> [Task requirements]
(a) According to the passage on the California missions, how far was each mission from its nearest neighbor?
(b) Repeat word for word the part of the passage on the California missions starting with "The old adobe" and going on through "other agricultural commodities.".
(c) Write what follows the final sentence of the passage on the California missions.

Between 1769 and 1834 Spanish-speaking Franciscan missionaries established and maintained a
number of missions in the land Spanish and Mexican officials called Alta California. Designated to
Christianize the Indians of California, each of the twenty-one missions was a one-day walk from its
nearest neighbor.

The old adobe mission buildings sheltered the padres and the Indians who were taught to work as
weavers, tanners, potters, carpenters, blacksmiths, and herdsmen or farmers. Great herds of cattle,
sheep and horses surrounded the missions and storage rooms were full of cattle hides, corn, wheat, and
other agricultural commodities.

During the mission period great bronze bells tolled the hours, start and end of the day, called the
Indians to prayer, announced meal times, warned of approaching danger, and celebrated special events.
Music was always important to the Indians of California missions. Their music and musical traditions
came down to them from out of the deep and long forgotten past and had become an integral part of
daily life. Carved and ornamental flutes, some of them as much as 2,000 years old, as well as other
simpler musical instruments, drums, clappers, and whistles, have been found near these old missions.

> [Excerpted data]
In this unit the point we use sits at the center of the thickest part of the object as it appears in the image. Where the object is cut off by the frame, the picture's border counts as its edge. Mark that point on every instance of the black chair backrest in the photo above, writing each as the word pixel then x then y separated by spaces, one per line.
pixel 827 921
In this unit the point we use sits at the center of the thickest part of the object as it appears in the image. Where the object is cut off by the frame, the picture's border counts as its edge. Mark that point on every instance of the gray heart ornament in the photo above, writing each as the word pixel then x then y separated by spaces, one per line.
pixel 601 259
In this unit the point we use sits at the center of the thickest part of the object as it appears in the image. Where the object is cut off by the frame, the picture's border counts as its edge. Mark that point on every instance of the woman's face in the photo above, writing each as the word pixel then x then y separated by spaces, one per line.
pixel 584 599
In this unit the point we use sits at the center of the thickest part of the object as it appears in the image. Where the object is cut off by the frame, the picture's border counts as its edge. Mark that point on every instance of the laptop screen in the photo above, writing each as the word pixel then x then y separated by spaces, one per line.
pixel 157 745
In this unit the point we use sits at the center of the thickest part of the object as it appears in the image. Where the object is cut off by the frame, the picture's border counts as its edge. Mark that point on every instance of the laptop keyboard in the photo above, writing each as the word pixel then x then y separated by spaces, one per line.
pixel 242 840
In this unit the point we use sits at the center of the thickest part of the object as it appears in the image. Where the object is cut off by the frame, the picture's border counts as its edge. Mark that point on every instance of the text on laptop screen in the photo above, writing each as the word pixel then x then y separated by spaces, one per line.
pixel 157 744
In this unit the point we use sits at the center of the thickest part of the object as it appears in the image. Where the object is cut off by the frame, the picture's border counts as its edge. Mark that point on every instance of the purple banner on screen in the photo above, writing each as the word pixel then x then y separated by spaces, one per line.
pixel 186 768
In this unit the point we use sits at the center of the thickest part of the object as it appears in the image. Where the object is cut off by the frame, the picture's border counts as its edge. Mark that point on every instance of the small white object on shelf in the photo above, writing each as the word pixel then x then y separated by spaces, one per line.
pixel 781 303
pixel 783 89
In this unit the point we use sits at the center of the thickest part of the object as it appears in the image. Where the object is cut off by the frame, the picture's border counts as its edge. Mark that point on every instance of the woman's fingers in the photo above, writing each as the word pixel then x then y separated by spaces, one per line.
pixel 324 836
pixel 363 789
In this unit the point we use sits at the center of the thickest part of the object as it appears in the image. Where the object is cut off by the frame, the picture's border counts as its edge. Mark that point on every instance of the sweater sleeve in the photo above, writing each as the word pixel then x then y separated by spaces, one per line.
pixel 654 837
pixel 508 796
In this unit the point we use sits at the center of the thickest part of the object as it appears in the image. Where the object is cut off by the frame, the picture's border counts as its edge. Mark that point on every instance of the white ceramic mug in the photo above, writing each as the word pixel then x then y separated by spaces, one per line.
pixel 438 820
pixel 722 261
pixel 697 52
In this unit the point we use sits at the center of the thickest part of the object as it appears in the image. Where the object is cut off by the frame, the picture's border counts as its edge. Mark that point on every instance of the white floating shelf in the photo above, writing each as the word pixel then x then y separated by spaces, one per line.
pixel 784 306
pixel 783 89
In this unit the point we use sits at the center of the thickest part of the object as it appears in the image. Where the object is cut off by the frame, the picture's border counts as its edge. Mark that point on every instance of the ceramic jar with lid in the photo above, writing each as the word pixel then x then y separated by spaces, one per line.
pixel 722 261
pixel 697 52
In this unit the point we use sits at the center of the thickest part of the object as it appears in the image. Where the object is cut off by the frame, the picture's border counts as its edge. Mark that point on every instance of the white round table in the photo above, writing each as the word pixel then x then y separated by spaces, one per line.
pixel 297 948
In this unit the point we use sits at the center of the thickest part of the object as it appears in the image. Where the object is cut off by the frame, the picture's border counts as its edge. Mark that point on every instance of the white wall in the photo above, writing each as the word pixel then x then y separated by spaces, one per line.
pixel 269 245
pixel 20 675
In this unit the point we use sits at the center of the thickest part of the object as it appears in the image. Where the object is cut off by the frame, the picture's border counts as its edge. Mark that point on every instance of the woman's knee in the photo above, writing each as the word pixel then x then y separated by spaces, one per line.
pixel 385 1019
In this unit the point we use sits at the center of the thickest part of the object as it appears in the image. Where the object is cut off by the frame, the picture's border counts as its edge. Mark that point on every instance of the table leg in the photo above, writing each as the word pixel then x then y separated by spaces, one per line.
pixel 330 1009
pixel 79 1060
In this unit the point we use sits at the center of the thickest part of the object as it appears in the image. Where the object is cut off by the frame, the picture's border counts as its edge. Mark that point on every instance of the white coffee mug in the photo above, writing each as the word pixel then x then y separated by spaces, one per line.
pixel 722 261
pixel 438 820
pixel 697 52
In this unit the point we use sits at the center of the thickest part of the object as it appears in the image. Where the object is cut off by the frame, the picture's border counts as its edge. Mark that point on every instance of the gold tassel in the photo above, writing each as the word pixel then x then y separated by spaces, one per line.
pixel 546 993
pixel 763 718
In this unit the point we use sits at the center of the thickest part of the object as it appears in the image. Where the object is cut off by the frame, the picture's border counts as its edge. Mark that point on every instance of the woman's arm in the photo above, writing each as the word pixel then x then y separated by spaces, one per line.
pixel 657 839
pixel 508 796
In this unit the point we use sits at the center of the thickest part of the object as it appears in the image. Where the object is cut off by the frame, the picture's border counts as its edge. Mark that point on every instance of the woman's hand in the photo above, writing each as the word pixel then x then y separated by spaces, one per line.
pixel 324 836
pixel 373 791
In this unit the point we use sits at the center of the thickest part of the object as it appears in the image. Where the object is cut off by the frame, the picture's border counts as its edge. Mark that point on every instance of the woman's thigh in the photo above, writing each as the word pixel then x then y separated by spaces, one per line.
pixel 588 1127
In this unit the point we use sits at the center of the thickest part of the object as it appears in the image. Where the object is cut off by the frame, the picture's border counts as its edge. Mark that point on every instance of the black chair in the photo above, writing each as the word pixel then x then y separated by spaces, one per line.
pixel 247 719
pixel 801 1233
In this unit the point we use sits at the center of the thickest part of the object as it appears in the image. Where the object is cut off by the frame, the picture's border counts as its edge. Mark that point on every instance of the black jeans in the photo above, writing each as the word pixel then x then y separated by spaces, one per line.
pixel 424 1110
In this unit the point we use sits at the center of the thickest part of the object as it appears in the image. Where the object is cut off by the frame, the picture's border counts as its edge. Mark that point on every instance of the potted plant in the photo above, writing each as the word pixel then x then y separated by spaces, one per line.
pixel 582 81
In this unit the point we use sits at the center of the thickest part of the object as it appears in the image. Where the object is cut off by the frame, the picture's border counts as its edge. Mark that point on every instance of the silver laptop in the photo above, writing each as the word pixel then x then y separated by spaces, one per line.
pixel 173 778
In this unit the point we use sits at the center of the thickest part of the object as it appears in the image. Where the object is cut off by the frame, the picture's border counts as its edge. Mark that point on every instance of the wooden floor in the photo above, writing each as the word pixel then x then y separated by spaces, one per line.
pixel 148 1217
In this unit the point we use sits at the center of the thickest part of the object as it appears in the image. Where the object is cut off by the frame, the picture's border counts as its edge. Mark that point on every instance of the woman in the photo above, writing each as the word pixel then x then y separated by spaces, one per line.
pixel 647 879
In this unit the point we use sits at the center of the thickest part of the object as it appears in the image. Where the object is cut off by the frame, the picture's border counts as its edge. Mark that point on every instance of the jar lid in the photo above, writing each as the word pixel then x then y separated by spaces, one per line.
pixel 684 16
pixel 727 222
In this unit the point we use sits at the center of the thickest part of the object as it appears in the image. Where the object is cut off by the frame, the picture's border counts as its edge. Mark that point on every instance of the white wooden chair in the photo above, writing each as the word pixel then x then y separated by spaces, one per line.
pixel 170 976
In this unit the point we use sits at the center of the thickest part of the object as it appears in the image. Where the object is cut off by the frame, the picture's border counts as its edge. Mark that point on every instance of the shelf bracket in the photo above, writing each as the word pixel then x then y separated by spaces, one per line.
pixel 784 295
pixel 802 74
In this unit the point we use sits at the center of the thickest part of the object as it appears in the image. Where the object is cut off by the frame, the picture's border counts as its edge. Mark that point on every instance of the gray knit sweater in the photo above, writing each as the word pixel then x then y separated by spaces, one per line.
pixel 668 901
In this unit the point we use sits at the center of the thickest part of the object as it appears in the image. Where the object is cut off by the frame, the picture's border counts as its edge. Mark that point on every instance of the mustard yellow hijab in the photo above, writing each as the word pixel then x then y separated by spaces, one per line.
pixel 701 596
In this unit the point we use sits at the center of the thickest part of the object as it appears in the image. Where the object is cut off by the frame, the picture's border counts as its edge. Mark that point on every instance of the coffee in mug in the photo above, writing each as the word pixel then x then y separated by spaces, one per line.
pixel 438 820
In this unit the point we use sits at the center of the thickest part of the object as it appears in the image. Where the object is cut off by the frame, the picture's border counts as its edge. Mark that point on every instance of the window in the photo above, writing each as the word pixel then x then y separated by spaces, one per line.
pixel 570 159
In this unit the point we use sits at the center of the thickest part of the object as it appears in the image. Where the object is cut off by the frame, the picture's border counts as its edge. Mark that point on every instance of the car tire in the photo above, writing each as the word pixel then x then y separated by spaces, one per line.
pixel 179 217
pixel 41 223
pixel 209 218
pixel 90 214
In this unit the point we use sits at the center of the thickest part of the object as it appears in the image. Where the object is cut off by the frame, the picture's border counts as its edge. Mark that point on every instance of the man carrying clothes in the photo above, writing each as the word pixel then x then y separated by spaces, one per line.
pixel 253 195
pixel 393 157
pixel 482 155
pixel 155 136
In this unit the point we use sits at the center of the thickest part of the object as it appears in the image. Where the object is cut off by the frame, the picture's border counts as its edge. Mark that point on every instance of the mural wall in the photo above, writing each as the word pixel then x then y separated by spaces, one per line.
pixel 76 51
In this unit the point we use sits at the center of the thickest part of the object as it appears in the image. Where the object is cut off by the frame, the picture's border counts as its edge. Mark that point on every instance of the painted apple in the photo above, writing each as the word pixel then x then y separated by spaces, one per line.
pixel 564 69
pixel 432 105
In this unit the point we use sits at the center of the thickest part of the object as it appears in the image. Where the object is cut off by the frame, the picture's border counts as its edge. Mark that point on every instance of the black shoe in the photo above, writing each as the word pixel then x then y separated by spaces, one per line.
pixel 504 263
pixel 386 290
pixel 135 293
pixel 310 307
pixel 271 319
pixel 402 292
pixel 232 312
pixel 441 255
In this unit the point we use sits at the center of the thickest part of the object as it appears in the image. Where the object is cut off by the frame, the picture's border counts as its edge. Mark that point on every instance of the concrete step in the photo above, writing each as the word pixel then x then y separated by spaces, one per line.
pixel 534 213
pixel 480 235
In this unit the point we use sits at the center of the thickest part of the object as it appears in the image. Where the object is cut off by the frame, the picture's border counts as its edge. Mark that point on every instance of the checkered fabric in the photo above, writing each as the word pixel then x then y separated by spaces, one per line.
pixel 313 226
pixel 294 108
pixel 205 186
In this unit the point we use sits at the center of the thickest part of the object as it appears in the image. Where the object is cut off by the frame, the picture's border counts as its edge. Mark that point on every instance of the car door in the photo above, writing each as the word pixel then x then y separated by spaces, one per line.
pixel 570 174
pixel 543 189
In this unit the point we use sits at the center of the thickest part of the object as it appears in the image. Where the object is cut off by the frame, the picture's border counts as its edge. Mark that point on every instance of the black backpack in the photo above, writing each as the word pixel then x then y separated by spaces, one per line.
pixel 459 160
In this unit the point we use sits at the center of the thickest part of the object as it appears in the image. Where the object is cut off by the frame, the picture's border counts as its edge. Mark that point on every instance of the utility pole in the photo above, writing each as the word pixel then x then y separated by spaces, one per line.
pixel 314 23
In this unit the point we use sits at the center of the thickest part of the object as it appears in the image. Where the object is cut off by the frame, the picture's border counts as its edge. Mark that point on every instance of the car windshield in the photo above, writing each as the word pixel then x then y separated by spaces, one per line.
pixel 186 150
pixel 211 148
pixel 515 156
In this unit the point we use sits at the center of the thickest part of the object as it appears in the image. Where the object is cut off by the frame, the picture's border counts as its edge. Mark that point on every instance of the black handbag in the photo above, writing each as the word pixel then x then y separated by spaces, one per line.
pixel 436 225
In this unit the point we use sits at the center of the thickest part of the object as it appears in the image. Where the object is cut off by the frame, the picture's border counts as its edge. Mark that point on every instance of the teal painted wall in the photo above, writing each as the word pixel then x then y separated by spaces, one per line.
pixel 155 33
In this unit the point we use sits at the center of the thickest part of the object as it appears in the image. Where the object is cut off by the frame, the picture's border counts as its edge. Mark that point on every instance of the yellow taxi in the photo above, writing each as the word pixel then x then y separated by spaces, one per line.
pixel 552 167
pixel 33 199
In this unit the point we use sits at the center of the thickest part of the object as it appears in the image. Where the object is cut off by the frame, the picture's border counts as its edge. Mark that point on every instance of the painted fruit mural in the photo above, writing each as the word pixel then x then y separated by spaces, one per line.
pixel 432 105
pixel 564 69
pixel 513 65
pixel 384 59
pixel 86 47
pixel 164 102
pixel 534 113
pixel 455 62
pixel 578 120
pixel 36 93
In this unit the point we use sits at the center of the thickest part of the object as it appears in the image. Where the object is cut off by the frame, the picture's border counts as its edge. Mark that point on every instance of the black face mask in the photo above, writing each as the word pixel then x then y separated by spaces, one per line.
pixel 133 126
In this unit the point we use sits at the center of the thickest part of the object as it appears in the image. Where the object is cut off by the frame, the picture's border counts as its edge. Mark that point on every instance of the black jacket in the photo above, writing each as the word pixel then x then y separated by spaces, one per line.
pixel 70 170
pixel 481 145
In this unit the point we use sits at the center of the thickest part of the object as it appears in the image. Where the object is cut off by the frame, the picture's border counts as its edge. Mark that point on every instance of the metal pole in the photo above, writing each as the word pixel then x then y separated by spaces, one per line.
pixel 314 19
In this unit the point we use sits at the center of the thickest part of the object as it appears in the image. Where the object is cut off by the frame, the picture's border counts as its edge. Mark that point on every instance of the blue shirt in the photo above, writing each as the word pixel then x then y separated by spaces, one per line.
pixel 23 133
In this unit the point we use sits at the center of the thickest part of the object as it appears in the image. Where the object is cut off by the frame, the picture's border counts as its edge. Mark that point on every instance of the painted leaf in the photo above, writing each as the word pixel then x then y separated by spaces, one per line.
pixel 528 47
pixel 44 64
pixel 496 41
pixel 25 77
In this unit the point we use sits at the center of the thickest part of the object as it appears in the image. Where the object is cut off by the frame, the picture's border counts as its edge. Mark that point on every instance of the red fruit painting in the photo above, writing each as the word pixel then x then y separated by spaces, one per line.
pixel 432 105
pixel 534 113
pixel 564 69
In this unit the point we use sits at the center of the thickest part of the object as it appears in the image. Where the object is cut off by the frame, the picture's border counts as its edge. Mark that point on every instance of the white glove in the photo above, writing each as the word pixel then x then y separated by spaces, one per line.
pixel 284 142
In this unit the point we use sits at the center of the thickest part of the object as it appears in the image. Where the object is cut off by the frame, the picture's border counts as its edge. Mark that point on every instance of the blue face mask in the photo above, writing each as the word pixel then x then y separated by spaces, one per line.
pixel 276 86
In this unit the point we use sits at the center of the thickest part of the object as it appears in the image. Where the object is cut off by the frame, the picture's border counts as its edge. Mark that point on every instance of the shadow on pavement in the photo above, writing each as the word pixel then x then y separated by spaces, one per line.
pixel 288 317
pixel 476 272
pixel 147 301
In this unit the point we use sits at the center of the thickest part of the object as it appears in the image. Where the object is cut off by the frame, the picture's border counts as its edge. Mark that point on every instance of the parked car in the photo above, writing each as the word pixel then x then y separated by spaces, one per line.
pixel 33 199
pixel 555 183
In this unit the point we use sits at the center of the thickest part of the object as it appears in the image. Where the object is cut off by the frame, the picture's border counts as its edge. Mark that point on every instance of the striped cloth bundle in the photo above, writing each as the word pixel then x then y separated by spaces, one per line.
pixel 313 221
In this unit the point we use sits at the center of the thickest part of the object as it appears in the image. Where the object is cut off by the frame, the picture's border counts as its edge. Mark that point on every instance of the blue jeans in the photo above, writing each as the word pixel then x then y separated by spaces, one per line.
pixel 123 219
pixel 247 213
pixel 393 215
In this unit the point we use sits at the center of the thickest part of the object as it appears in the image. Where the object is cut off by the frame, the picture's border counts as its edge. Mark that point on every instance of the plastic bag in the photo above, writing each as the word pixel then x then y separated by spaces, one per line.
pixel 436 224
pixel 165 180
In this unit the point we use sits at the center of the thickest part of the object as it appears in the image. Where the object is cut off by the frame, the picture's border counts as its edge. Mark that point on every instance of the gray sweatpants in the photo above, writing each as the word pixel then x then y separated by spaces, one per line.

> [Outputs in order]
(a) Each mission was a one-day walk from its nearest neighbor.

(b)
The old adobe mission buildings sheltered the padres and the Indians who were taught to work as
weavers, tanners, potters, carpenters, blacksmiths, and herdsmen or farmers. Great herds of cattle,
sheep and horses surrounded the missions and storage rooms were full of cattle hides, corn, wheat, and
other agricultural commodities.

(c)
Music was used by the Indians for light-hearted entertainment and for the most solemn religious
ceremonies.

In 1769, Padre Junipero Serra obtained official Spanish government permission to establish a series of
missions in Alta California. Padre Serra was very musical, as were other padres among the
missionaries who came to California. Music was important to all Franciscans, and became an essential
element in the mission way of life. California mission music was primarily sacred music, and a large
part of this was Gregorian chant, commonly known as plainchant or plainsong.

As time went on in the California missions the padres increasingly embellished the chant by writing it
or arranging it for two-, three-, or four-part singing. This style of music is referred to today as
Catalonian since many of the California missionaries were from the province of Catalonia in Spain.
Along with chants there were also hymns of all kinds and solemn requiems. On the secular side, there
were love songs, silly songs, and every other kind of song including lively dance music complete with
trumpet, guitar, violin, drum and other instrumental accompaniment. The music of the missions was
rich and diverse, including the whole range of Spanish Renaissance music.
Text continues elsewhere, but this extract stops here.